[Stored items from a collection]

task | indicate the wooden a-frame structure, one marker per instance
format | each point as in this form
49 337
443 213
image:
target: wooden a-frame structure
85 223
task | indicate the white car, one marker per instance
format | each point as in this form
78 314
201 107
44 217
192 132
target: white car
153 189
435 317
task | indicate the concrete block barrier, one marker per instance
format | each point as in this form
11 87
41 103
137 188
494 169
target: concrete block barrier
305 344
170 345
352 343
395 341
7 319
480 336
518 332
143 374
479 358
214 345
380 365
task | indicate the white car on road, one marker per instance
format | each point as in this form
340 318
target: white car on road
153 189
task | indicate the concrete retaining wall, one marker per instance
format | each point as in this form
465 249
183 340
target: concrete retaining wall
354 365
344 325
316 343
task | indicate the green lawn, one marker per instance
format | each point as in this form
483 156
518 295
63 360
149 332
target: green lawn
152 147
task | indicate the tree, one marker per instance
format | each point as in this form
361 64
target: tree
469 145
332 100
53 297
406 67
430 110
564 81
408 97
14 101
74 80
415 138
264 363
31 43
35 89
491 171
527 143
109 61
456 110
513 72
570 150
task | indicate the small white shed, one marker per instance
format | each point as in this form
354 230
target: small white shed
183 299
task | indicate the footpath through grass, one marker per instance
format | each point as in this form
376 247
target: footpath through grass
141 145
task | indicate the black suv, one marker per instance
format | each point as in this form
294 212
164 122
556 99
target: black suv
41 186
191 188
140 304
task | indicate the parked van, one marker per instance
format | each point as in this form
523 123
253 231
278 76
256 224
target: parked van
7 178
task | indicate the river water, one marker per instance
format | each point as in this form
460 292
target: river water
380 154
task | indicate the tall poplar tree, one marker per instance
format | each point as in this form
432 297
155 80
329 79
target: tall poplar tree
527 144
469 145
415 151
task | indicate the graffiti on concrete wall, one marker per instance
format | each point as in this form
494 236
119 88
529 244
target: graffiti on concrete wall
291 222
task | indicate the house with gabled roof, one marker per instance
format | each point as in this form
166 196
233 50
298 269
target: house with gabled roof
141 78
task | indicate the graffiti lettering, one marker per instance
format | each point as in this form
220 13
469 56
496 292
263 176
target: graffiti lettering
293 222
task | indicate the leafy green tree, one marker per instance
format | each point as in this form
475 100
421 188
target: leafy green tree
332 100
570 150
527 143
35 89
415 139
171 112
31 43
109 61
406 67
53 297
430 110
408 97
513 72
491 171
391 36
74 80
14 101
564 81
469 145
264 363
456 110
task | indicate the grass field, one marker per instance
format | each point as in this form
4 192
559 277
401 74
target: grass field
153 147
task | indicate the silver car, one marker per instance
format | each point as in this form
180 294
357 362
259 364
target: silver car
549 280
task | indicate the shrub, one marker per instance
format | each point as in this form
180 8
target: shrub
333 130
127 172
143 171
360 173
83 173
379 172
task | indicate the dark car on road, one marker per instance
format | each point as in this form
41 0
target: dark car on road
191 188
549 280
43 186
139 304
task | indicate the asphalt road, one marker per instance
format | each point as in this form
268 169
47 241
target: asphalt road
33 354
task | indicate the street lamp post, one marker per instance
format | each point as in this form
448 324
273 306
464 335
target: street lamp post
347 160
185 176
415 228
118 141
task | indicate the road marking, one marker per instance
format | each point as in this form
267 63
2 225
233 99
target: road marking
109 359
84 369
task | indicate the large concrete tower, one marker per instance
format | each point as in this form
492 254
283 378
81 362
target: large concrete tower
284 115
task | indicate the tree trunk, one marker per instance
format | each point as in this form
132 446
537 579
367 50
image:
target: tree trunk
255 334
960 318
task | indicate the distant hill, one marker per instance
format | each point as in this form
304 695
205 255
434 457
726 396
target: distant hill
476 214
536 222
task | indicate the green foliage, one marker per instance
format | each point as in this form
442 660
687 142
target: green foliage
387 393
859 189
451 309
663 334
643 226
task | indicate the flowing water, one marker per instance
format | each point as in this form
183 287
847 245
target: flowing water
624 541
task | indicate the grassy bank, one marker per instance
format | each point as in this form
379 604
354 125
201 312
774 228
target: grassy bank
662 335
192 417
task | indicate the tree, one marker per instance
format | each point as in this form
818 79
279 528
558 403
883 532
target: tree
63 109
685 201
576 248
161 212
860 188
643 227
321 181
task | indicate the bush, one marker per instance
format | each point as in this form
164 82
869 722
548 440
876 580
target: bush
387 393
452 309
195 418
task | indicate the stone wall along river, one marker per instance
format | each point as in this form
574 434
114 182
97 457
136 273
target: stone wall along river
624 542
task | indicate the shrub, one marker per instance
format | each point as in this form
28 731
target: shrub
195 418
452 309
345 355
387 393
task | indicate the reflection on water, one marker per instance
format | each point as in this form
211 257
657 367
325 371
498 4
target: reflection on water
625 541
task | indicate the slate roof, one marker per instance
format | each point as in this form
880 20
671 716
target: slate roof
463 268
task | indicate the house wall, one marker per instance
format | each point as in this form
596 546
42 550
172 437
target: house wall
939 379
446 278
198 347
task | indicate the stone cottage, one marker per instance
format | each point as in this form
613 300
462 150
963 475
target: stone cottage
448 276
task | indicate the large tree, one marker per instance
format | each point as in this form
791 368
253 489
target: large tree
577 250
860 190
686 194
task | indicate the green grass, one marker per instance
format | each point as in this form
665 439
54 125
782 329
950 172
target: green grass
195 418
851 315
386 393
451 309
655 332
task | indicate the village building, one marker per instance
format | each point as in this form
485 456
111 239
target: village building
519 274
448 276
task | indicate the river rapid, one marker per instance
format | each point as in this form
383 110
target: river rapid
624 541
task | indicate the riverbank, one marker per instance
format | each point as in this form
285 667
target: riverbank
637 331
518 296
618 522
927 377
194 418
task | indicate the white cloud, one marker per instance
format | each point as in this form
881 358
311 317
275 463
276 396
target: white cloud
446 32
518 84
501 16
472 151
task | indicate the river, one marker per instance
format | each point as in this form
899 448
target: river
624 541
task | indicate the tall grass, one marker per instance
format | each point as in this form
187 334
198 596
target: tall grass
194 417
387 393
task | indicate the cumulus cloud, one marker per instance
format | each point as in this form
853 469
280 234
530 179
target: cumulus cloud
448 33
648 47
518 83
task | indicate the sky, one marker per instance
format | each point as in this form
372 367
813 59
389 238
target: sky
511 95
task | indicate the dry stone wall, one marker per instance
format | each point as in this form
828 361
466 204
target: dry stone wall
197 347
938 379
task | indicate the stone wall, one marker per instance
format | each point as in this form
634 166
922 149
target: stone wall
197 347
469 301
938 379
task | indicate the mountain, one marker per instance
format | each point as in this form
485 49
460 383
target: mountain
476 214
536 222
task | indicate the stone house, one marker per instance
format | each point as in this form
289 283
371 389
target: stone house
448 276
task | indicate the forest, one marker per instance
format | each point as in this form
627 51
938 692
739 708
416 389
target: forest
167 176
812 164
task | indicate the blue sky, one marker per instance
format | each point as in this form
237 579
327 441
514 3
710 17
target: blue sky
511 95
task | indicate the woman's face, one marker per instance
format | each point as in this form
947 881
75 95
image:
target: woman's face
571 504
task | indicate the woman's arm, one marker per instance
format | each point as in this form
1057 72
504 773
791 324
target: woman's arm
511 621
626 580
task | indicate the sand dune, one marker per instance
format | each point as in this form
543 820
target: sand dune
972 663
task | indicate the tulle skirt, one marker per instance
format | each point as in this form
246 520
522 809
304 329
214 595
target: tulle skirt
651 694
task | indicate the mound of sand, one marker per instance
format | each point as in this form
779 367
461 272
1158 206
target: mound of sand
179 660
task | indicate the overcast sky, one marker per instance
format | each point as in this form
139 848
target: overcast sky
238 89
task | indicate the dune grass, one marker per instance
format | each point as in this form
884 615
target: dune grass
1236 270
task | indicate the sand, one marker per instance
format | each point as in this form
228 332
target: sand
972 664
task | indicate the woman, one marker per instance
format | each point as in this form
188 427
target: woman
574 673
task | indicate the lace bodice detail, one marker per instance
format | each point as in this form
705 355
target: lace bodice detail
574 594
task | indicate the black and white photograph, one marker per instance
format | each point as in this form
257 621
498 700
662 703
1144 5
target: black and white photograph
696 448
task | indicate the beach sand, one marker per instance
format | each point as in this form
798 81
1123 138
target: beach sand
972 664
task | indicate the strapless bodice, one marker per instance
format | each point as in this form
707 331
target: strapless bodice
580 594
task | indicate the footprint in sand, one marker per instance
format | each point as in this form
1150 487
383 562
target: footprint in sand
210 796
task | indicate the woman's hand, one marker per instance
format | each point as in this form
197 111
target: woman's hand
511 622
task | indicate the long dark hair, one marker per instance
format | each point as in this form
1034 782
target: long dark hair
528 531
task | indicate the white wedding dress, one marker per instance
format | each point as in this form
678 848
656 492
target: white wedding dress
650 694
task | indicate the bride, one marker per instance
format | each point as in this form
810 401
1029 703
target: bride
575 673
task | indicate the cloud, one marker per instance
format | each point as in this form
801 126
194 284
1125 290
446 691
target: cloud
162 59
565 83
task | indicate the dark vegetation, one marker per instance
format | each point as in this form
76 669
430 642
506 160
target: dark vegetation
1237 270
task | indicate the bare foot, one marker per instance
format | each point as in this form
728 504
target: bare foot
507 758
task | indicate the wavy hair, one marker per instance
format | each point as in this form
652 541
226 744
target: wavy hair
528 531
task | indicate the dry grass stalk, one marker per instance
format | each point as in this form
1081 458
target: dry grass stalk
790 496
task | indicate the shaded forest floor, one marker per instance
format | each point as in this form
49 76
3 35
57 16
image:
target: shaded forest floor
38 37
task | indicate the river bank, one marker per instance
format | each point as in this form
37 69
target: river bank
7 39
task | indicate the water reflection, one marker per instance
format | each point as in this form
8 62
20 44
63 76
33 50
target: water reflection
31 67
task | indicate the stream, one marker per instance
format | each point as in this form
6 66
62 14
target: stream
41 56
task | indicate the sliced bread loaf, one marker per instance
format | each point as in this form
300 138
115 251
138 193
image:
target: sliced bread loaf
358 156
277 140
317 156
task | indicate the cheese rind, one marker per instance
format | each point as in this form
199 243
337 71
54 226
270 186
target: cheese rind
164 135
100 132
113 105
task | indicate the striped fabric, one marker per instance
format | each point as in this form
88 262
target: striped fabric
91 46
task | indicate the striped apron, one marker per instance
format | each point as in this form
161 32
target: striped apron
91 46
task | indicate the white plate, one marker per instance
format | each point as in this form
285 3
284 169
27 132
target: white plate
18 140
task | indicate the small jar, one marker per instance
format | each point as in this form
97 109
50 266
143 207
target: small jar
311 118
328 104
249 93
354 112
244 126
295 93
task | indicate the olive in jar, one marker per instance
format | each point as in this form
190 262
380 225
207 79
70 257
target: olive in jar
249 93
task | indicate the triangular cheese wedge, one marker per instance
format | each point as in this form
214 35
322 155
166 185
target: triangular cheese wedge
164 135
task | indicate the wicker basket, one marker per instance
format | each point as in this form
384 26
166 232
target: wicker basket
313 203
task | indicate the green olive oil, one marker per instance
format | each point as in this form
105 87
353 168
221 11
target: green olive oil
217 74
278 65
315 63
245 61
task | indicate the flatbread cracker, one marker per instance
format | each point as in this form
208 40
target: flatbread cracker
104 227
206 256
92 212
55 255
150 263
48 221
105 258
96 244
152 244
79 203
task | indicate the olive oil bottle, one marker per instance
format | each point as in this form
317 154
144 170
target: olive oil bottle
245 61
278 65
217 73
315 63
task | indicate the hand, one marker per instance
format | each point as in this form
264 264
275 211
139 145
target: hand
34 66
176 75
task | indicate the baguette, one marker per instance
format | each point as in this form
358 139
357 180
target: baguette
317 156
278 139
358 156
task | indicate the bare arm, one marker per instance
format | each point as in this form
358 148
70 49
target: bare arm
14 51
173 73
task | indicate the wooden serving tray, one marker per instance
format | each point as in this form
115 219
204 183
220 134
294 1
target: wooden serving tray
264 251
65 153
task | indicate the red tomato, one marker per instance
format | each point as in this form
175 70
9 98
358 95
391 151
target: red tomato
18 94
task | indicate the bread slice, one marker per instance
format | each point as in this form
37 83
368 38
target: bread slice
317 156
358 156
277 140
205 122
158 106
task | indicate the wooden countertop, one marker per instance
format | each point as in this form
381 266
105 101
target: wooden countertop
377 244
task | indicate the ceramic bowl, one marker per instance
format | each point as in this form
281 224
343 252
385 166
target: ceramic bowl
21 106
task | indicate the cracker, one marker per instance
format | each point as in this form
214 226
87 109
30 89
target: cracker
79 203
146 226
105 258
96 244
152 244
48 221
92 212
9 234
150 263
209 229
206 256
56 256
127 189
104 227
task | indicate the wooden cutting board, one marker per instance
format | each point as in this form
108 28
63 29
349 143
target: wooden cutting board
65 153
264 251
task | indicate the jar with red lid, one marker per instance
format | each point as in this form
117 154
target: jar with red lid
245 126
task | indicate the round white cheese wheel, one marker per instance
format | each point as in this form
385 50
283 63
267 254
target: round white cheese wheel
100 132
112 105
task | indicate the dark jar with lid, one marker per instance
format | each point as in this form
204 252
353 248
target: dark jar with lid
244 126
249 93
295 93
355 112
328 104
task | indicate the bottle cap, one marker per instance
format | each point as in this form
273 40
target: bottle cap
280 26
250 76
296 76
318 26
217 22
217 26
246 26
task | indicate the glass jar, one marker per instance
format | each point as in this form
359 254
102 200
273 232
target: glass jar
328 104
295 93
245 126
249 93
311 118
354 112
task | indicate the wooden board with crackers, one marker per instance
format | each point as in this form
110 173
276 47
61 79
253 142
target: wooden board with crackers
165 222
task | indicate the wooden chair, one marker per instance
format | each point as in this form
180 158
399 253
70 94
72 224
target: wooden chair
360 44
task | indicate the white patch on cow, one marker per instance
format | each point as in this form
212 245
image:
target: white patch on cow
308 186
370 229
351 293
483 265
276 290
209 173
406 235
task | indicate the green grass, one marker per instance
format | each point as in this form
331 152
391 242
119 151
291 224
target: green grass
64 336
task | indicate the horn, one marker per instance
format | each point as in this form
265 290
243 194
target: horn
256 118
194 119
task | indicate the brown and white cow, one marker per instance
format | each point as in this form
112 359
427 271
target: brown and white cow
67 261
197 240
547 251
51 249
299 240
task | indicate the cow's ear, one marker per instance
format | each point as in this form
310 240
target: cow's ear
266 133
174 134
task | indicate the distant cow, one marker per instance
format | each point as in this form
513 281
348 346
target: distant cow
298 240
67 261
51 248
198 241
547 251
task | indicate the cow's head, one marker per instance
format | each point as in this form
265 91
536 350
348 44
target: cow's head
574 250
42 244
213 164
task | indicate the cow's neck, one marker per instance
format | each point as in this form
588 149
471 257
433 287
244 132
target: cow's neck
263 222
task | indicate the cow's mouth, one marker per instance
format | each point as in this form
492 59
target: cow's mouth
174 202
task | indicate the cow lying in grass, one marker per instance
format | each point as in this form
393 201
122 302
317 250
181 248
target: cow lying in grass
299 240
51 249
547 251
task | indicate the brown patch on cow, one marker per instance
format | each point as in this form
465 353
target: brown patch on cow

(EXERCISE DIRECTIONS): Reproduce the entries from the line containing "task | indicate the cow's head, one" through the end of the entries, replacing "grass" with "pasture" and keeping everything else the same.

(RESPONSE TO THE TASK):
task | indicate the cow's head, one marker per instance
format | each point as in this form
265 91
536 350
348 44
target: cow's head
574 250
42 244
213 164
task | indicate the cow's neck, one marker per instance
format | each point as in this form
588 149
471 257
433 287
244 132
target: cow's neck
263 222
task | indicate the cow's mouth, one marker per instance
format | each point as in this form
492 59
target: cow's mouth
174 202
task | indicate the cow lying in pasture, one marker per instance
format | each point as in this form
393 201
122 302
317 250
181 248
target: cow lying in pasture
299 240
51 249
547 251
task | indicate the brown patch on cow, one marker per instance
format | each point as in this form
465 353
target: brown patch on cow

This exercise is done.